> Work to be completed
Lift every line from the entries that includes the word "leaf".
** Extracted entries follows **
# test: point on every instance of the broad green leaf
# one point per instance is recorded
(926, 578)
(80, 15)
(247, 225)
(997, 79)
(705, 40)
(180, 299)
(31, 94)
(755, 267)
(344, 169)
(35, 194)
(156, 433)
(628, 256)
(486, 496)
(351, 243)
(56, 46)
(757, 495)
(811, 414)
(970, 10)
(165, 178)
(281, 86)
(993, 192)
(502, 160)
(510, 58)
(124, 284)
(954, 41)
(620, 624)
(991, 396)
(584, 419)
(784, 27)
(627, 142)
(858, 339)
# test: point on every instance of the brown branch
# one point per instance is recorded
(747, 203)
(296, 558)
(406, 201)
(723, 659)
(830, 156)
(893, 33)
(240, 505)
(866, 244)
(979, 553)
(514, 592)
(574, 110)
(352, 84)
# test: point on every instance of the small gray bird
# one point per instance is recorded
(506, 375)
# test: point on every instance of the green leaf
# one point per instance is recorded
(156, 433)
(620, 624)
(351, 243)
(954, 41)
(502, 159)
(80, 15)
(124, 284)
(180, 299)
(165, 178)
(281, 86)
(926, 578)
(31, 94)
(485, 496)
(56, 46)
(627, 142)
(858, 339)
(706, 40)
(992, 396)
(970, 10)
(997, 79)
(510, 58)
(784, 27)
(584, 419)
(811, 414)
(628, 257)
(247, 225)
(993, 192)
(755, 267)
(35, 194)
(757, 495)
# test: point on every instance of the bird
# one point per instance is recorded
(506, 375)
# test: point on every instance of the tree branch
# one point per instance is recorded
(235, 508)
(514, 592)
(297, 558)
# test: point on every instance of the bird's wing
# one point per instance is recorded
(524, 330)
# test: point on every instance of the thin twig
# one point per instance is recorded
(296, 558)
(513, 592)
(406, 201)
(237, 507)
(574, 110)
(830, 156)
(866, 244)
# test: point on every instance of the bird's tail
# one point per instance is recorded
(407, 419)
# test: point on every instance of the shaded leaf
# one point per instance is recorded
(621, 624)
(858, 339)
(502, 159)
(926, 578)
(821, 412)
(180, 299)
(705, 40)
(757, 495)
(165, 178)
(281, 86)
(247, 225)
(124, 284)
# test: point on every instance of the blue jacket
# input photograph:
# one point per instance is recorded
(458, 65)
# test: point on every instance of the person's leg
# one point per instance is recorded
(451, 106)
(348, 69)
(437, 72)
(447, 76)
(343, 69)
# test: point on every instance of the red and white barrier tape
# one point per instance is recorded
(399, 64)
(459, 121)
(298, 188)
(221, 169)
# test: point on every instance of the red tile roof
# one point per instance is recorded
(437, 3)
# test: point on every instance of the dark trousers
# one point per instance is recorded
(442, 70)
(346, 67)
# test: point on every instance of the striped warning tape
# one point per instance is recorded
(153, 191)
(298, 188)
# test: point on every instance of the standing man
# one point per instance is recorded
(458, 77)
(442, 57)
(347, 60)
** End of Extracted entries **
> Exercise response
# test: point on every instance of the broad green leaf
# test: point on every instance of the green leaf
# test: point on every instance of the shaded leaf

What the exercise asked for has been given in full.